BIOCH 499. Senior Honors Thesis. (2) I, II, S. Open only to seniors in the arts and sciences honors program. May be used by honors students to satisfy B.S. requirement for BIOCH 799. Pr.: BIOCH 755 or conc. enrollment.
BIOCH 522. General Biochemistry Laboratory. (2) I, II, S. A one-semester laboratory course with experiments relating to carbohydrates, lipids, proteins, nucleic acids, and enzymes. Six hours lab a week. Pr.: CHM 351 and BIOCH 521 or conc. enrollment, or BIOCH 755 or conc. enrollment.
BIOCH 590. Physical Studies of Biomacromolecules. (3) II. An overview of concepts and techniques of physical science used in studying the structure and function of biomacromolecules such as proteins and DNA. Applications include classical equilibrium thermodynamics and spectroscopic methods including mass spectrometry, circular dichroism (CD), and nuclear magnetic resonance (NMR). Pr.: CHM 500, MATH 221, and PHYS 114.

Listed records:

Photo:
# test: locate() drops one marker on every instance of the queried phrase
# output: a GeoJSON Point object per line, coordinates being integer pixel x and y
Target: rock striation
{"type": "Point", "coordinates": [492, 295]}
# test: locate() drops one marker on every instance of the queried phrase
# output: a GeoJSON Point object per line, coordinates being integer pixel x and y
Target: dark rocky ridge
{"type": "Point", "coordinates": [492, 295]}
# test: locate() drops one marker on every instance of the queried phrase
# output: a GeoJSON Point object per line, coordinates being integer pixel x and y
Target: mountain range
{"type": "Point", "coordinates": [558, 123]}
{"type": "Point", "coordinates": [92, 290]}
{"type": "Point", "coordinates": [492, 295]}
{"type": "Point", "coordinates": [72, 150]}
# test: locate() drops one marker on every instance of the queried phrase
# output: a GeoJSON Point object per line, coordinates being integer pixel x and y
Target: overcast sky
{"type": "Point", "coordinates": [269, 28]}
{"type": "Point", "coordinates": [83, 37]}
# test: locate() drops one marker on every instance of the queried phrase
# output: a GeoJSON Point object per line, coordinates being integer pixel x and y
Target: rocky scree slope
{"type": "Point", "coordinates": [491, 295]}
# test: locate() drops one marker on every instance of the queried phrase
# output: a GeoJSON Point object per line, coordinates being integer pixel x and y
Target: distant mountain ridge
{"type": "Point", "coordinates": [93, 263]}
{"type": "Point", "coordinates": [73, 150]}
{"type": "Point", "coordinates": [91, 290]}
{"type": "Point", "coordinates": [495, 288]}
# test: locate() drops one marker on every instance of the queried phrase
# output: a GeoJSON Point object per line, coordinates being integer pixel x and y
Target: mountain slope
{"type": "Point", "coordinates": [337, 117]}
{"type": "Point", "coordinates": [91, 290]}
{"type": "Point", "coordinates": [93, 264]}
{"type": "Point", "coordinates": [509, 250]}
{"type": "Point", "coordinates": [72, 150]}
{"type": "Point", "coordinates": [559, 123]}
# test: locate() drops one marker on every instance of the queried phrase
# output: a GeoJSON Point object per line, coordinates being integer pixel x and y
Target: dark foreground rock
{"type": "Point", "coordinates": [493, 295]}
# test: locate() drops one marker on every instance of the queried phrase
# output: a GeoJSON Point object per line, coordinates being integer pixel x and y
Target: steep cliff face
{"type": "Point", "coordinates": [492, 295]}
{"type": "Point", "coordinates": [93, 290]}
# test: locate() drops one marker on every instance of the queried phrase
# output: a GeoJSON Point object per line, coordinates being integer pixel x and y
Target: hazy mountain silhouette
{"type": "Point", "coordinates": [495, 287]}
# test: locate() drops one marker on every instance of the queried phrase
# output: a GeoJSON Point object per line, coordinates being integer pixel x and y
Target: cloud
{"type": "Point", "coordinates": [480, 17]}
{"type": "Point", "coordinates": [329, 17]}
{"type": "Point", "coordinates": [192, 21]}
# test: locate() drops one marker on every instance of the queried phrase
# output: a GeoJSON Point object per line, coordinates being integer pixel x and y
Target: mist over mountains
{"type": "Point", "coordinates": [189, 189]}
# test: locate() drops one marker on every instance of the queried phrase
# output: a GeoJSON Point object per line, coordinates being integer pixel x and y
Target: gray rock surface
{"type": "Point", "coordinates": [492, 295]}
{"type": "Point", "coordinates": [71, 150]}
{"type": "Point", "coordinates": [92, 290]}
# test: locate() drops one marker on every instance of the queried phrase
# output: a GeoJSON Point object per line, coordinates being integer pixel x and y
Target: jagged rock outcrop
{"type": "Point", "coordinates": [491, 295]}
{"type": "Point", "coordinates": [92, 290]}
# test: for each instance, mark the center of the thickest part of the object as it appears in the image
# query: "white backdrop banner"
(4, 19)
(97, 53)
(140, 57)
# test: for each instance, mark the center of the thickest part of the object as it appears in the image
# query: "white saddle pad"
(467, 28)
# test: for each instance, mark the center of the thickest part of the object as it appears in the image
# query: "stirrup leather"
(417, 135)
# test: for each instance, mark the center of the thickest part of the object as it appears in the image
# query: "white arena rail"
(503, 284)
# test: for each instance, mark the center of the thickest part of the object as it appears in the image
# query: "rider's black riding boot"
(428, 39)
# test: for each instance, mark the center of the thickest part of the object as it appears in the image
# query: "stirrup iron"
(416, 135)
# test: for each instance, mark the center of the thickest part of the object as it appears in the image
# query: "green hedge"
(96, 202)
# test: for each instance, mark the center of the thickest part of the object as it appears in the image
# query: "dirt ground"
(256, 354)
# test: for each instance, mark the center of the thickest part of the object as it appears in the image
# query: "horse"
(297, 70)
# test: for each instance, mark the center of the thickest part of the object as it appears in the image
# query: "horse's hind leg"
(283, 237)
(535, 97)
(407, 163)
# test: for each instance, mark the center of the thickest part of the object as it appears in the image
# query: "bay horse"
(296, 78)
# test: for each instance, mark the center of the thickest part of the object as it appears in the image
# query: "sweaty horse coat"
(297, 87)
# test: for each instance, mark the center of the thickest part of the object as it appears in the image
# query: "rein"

Work order 1:
Write out the course listings from "BIOCH 590. Physical" to "and PHYS 114.".
Work order 2:
In the course listings, what does the General Biochemistry Laboratory course list as the subjects of its experiments? Give every one.

Your response 1:
BIOCH 590. Physical Studies of Biomacromolecules. (3) II. An overview of concepts and techniques of physical science used in studying the structure and function of biomacromolecules such as proteins and DNA. Applications include classical equilibrium thermodynamics and spectroscopic methods including mass spectrometry, circular dichroism (CD), and nuclear magnetic resonance (NMR). Pr.: CHM 500, MATH 221, and PHYS 114.

Your response 2:
Carbohydrates, lipids, proteins, nucleic acids, and enzymes.